Annotated coordinate records:

┌──

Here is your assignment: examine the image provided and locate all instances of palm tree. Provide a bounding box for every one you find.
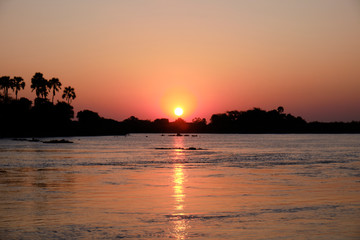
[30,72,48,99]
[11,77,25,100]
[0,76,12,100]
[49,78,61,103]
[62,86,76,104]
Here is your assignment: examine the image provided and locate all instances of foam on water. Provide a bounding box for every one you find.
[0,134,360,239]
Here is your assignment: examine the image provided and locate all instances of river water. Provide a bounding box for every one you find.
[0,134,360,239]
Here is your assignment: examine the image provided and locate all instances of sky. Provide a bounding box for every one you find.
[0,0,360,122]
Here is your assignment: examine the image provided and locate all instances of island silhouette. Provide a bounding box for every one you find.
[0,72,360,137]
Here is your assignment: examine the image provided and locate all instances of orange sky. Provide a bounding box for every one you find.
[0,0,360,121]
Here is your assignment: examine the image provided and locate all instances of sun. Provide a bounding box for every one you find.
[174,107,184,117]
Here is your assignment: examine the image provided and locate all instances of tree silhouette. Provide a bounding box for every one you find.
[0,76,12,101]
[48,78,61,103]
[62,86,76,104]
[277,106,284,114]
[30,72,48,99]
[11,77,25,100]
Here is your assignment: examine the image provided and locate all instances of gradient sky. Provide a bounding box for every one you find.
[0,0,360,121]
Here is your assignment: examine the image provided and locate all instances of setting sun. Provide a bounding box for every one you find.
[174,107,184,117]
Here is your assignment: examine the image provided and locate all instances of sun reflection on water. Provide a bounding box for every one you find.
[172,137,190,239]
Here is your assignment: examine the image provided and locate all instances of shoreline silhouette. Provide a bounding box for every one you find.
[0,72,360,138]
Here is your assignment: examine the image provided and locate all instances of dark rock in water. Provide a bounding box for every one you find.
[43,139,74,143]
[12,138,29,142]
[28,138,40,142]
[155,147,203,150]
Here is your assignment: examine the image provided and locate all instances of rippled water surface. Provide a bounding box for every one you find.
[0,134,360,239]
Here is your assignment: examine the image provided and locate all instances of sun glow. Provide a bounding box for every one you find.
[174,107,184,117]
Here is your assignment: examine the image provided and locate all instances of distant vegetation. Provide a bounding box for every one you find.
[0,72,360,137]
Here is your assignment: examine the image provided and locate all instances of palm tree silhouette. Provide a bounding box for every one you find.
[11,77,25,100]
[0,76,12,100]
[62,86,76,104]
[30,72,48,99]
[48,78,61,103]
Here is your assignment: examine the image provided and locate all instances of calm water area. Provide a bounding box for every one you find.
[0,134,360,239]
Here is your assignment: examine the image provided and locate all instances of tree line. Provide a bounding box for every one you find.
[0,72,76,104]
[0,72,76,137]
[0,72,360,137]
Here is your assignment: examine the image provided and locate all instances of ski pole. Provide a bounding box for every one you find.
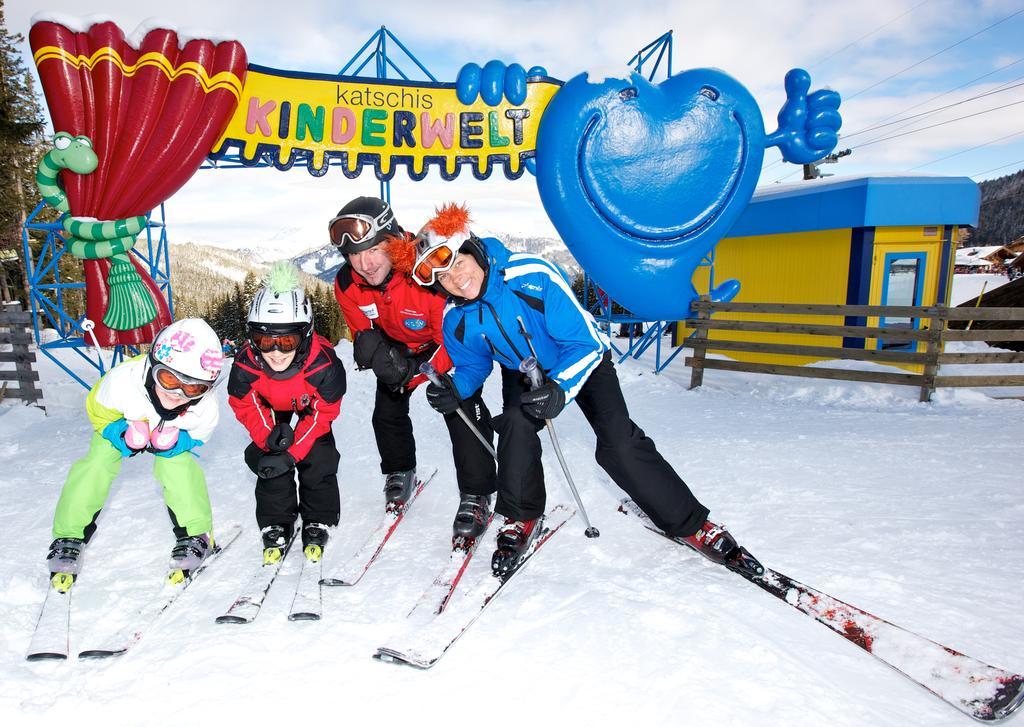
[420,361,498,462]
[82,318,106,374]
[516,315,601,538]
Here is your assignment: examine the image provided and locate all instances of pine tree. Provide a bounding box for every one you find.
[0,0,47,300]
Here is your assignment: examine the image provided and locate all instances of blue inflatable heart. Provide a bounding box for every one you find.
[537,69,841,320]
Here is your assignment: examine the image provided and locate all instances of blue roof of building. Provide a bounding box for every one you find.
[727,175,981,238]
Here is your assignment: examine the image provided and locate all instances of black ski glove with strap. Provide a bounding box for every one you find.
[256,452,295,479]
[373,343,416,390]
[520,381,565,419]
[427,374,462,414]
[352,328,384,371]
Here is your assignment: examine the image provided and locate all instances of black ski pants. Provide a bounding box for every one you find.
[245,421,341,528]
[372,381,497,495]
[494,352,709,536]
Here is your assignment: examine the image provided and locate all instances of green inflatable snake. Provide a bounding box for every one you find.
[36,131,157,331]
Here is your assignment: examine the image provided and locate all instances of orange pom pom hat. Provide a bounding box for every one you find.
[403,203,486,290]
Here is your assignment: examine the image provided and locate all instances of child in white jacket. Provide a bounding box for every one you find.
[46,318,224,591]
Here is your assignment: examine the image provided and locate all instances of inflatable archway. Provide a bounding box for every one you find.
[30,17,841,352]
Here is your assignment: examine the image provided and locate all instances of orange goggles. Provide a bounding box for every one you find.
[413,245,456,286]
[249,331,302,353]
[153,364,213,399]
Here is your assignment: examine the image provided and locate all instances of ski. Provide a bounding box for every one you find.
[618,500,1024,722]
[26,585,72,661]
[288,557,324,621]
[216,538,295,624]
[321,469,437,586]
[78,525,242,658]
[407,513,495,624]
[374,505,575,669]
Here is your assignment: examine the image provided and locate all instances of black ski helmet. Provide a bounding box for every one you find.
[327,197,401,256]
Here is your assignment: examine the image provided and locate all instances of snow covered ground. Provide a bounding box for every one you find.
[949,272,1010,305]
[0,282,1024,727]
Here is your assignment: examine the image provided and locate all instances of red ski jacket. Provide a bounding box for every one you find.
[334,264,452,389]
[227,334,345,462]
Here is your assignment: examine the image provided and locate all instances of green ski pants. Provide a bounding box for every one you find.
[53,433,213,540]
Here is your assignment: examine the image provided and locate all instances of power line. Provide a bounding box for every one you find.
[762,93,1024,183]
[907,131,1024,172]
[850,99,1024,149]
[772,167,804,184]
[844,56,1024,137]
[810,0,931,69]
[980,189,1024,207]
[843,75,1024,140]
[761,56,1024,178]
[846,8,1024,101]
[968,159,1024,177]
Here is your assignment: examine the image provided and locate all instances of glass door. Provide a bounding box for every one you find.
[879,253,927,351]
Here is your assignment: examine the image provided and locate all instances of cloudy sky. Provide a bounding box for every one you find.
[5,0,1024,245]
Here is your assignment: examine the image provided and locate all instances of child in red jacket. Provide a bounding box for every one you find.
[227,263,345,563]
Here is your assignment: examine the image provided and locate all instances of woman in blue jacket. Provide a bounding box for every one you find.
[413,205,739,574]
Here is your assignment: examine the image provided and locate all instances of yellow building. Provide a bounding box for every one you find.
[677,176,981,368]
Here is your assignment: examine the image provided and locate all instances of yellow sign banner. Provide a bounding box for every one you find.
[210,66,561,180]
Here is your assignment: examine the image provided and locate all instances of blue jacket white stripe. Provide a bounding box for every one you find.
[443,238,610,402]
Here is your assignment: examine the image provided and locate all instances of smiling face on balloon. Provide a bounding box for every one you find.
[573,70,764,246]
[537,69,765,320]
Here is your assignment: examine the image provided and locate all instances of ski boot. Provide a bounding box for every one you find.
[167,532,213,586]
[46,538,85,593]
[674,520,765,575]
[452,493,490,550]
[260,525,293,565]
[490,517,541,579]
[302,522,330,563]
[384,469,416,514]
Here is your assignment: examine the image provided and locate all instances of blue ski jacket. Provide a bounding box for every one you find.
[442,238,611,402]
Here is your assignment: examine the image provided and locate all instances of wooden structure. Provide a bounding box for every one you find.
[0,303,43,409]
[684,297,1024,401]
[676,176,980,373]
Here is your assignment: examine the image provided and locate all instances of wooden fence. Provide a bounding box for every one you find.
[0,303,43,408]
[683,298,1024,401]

└──

> _WHAT YOU NEED TO DO_
Express the listing above as a two-column CSV headed "instruction" and "boxes", giving each paragraph of text and the coordinates after it one row with each value in its own quoted field and line breaks turned into spaces. Leave out the pictures.

> _RESPONSE TO THIS TASK_
instruction,boxes
"Here is your assignment: examine the image provided and locate all instances of palm tree. Provide a bounding box for every one you find.","[30,72,48,99] [11,77,25,100] [0,76,12,100] [49,78,61,103] [62,86,76,104]"
"Here is your assignment: examine the image provided and locate all instances of foam on water. Provide a bounding box for every one you find.","[0,134,360,239]"
"Here is your assignment: examine the image provided and locate all instances of river water. Provide a bounding box for every one you find.","[0,134,360,239]"
"Here is your assignment: examine the image provided and locate all instances of sky. Provide a bounding box for every one you find.","[0,0,360,122]"
"Here is your assignment: examine the image provided and locate all instances of island silhouette. Provide a bounding box for every one you find.","[0,72,360,137]"
"Here is your assignment: examine the image provided and locate all instances of orange sky. Provide a bounding box for every one you find.","[0,0,360,121]"
"Here is your assignment: examine the image provided and locate all instances of sun. Provide a bounding box for every one you find.","[174,107,184,117]"
"Here is your assignment: examine the image provided and locate all instances of tree silhouette. Provide a bounding box for every one you find.","[0,76,12,101] [48,78,61,103] [62,86,76,104] [277,106,284,114] [30,72,48,99] [11,77,25,100]"
"Here is your assignment: examine the image provided and locate all instances of gradient sky. Provide a bounding box for every one you find.","[0,0,360,121]"
"Here is your assignment: examine the image provided and locate all instances of setting sun. Provide a bounding box for every one you find.","[174,107,184,117]"
"Here is your assignment: examine the image provided and locate all instances of sun reflection on water. Provide a bounding box for every one you find.","[172,137,190,239]"
"Here is your assignment: examine the image provided and locate all instances of shoreline silhouette. Provide a bounding box for every one you find.","[0,72,360,138]"
"Here is your assignment: examine the image provided and locate all instances of dark rock in water. Provide a bounding box for every one you find.","[43,139,74,143] [12,138,29,142] [28,138,40,142] [155,147,203,150]"
"Here is your assignment: examine the image provided and locate all instances of rippled water surface. Provide a bounding box for every one you find.","[0,134,360,239]"
"Here is your assignment: examine the image provided and locate all instances of sun glow. Provide a bounding box for every one you find.","[174,107,184,117]"
"Here is your assignment: examine the image provided and locate all instances of distant vegetation. Provide a bounding box for every one you find.","[0,72,360,137]"
"Here is your assignment: examine the image provided and locate all instances of palm tree silhouette. Provide a bounding box for every one you find.","[11,77,25,100] [0,76,12,100] [62,86,76,104] [30,72,48,99] [48,78,61,103]"
"Here is your assignment: examine the image provided and locate all instances of calm water area. Provide a bounding box for every one you find.","[0,134,360,239]"
"Here is your assignment: examine the image provided and locate all instances of tree line. Provide a bounding box for every one you find.","[0,72,76,104] [0,72,76,137] [0,72,360,137]"
"Here is your assignment: examine the image provided and locate all instances of ski pole. Provide a bounding box for every one you find.","[420,361,498,462] [82,318,106,374] [516,315,601,538]"
"Here is your assignment: examine the image provided and locate all instances of pine tree. Provide a bounding box for every one you find.","[0,0,47,300]"
"Here is your assignment: examine the image provided and locate all instances of blue inflatable heart. Provide a bounding box for every one you find.","[537,69,841,320]"
"Here is your assignment: examine the image provided and locate all instances of blue roof of building. Provide a bounding box for every one you find.","[727,175,981,238]"
"Here is your assignment: examine the image provided and locate all instances of black ski glove with strap. Provide a bounding box for every one you find.","[256,452,295,479] [373,343,416,390] [520,381,565,419] [427,374,462,414] [352,328,384,371]"
"Here is your assignment: examine the image provided and locate all instances of black ski pants. Provide a bounding box for every one you find.","[245,421,341,528] [372,381,497,495] [494,352,709,536]"
"Here is your assignment: examine the image provided and locate all instances of green inflatable snake. Provide a bounding box for every one you find.","[36,131,157,331]"
"Here is your assignment: examine the image provided and locate all instances of orange pom pom hat. Provide a bounding box for every one you find.","[403,203,486,290]"
"Here is your assignment: examine the image provided and locate all instances of child in white jacket. Provide a bounding box for every one you find.","[46,318,224,591]"
"Here is your assignment: examine the image provided and locate all instances of inflatable archway. Provide a bounding box for every one you find.","[30,17,841,352]"
"Here is your assignment: examine the image provided and locate all instances of orange goggles. Provide a bounding box for every one you find.","[413,245,456,286] [249,331,302,353] [153,364,213,399]"
"Here is your assignment: examine the image provided and locate all instances of ski. Provide a bounding box for every one you find.","[618,500,1024,722] [26,585,72,661] [288,557,324,621] [216,538,295,624] [321,469,437,586] [78,525,242,658] [407,513,495,624] [374,505,575,669]"
"Here is your assignment: examine the image provided and locate all instances of black ski helmet. Provide a bounding box for every one you find.","[327,197,401,256]"
"Here is your assignment: examine the image provided and locate all instances of snow covered ground. Provide a bounding box for every one you find.","[949,272,1010,305] [0,282,1024,727]"
"Here is your assignment: examine the image provided and locate all instances of red ski jacket. Provide a bounding box for every one you find.","[334,264,452,389] [227,334,345,462]"
"Here is your assignment: examine the image provided and locate all instances of green ski pants. Provide a bounding box for every one you find.","[53,433,213,540]"
"Here is your assignment: examine the image provided and locate all instances of power line. Provide a bounding box for every one you find.","[762,93,1024,183] [907,131,1024,172] [850,99,1024,149] [772,167,804,184] [844,56,1024,137] [810,0,931,69] [980,189,1024,207] [843,75,1024,140] [761,56,1024,178] [846,8,1024,101] [968,159,1024,177]"
"Here is your assignment: examine the image provided and locate all instances of glass door. Provide a bounding box for every one you find.","[879,253,927,351]"
"Here is your assignment: examine the image provided and locate all instances of cloudy sky. Provide a bounding box for every one you find.","[5,0,1024,245]"
"Here is your assignment: examine the image provided and locate all instances of child in red jacket. Provide a bounding box for every one you find.","[227,263,345,563]"
"Here is your assignment: examine the image provided and locate all instances of woman in blue jacket. Provide a bounding box for every one you find.","[413,205,739,574]"
"Here is your assignment: examine the image provided and locate all instances of yellow building. Provide a bounding box for every one you find.","[677,176,981,368]"
"Here is your assignment: examine the image provided and locate all instances of yellow sign banner. Provide a bounding box for every one you find.","[210,66,561,180]"
"Here is your assignment: examine the image provided and locate all instances of blue jacket white stripe. Provide a bounding box for every one you find.","[443,238,610,402]"
"Here is your assignment: examine the image provided and locate all instances of smiling face on balloon. Provide a bounding box for every one you find.","[573,70,764,246] [537,69,765,320]"
"Here is your assignment: examine the image provided and locate all instances of ski boot. Provide a bounding box for every one you find.","[167,532,213,586] [46,538,85,593] [674,520,765,575] [452,493,490,550] [260,525,293,565] [490,517,541,579] [302,522,330,563] [384,469,416,514]"
"Here is your assignment: examine the image provided and locate all instances of blue ski jacket. Provide a bounding box for every one you find.","[442,238,611,402]"
"Here is your assignment: examine the image provided and locate all instances of wooden structure. Provide a bounding box for every one you find.","[0,303,43,409] [684,297,1024,401] [676,176,980,373]"
"Here is your assignment: examine the image provided and locate all instances of wooden fence. Provide a bounding box for every one you find.","[0,303,43,408] [683,298,1024,401]"